**Directions**
From the forum thread on row memory representation below, reproduce word for word the passage starting with "An immutable row architecture would probably" and going on through "do you think?".

**Quoted passage**
○ ○ ○ ○
Note that the in memory representation of the row in the storage layer is bytes, but that the in memory representation of the row returned to the rest of the system is an array of java objects.
There are 2 interesting cases: 1) queries which get their rows from pages in the cache 2) queries which don't get any hits
For case 2 imagine a scan of a million rows, with no cache hits. In the
current architecture with many of the datatypes the scan can be done with a single object allocation vs. 1 million * number of column allocation for the object. I haven't run the test recently - what is
the overhead of 10 million object alloc/dealloc on a recent jvm?
An immutable row architecture would probably perform better for case 1 than the current system. It is not a simple change as currently the
interfaces assume the caller into store "owns" the space of the row, so
store can't cache the object versions of rows and pass them back as
they might change.
An immutable row architecture would make even more sense for a in-memory version of derby.
Jean Morissette wrote:
Hi developers,
If you could recreate Derby, what would be the more globaly performant tuple memory representation (byte[], ByteBuffer, offet in a byte[]/ByteBuffer, java object, ...) that you would choose?
I'm wondering if creating java object for each tuple and let the gc do its work would be more performant than having a reusable ByteBuffer that contains many raw tuples? What do you think?
Thanks, -Jean
○ ○ ○ ○
Items from a dataset
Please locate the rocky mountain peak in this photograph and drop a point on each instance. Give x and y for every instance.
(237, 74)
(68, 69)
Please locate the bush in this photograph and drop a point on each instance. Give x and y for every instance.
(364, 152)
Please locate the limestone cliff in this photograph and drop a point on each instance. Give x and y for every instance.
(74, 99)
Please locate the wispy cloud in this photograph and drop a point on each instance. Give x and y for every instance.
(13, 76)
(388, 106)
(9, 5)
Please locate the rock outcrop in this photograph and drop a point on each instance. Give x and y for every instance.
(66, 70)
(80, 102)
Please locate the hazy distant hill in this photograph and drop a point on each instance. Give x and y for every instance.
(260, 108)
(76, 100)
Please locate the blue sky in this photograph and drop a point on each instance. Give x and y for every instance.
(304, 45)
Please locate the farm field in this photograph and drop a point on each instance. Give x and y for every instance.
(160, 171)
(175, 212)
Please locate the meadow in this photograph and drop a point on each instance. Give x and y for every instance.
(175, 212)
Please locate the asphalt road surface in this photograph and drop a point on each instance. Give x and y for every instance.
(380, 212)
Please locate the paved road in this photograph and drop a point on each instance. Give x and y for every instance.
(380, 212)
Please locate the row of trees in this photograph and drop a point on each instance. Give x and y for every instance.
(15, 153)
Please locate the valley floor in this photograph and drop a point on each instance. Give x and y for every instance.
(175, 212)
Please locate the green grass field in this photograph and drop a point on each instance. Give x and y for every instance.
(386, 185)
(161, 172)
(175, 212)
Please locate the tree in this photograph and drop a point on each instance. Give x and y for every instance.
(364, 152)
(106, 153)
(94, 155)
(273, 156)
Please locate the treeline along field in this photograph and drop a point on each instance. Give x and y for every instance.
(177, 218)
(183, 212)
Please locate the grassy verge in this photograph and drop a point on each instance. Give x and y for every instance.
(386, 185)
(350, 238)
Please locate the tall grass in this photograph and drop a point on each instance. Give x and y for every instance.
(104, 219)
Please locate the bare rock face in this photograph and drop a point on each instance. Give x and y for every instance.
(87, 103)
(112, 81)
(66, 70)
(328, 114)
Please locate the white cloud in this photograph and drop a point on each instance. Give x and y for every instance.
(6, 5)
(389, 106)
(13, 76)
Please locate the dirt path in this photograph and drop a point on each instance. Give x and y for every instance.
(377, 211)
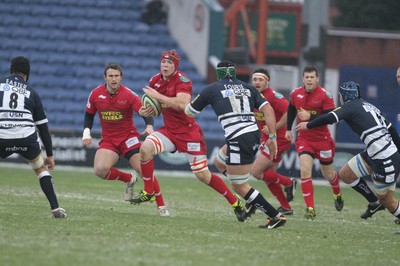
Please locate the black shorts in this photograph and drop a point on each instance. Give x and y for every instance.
(28, 147)
(384, 171)
(243, 149)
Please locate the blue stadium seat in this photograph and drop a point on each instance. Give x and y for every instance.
○ ○ ○ ○
**Correct answer**
An immutable row architecture would probably perform better for case 1 than the current system. It is not a simple change as currently the
interfaces assume the caller into store "owns" the space of the row, so
store can't cache the object versions of rows and pass them back as
they might change.
An immutable row architecture would make even more sense for a in-memory version of derby.
Jean Morissette wrote:
Hi developers,
If you could recreate Derby, what would be the more globaly performant tuple memory representation (byte[], ByteBuffer, offet in a byte[]/ByteBuffer, java object, ...) that you would choose?
I'm wondering if creating java object for each tuple and let the gc do its work would be more performant than having a reusable ByteBuffer that contains many raw tuples? What do you think?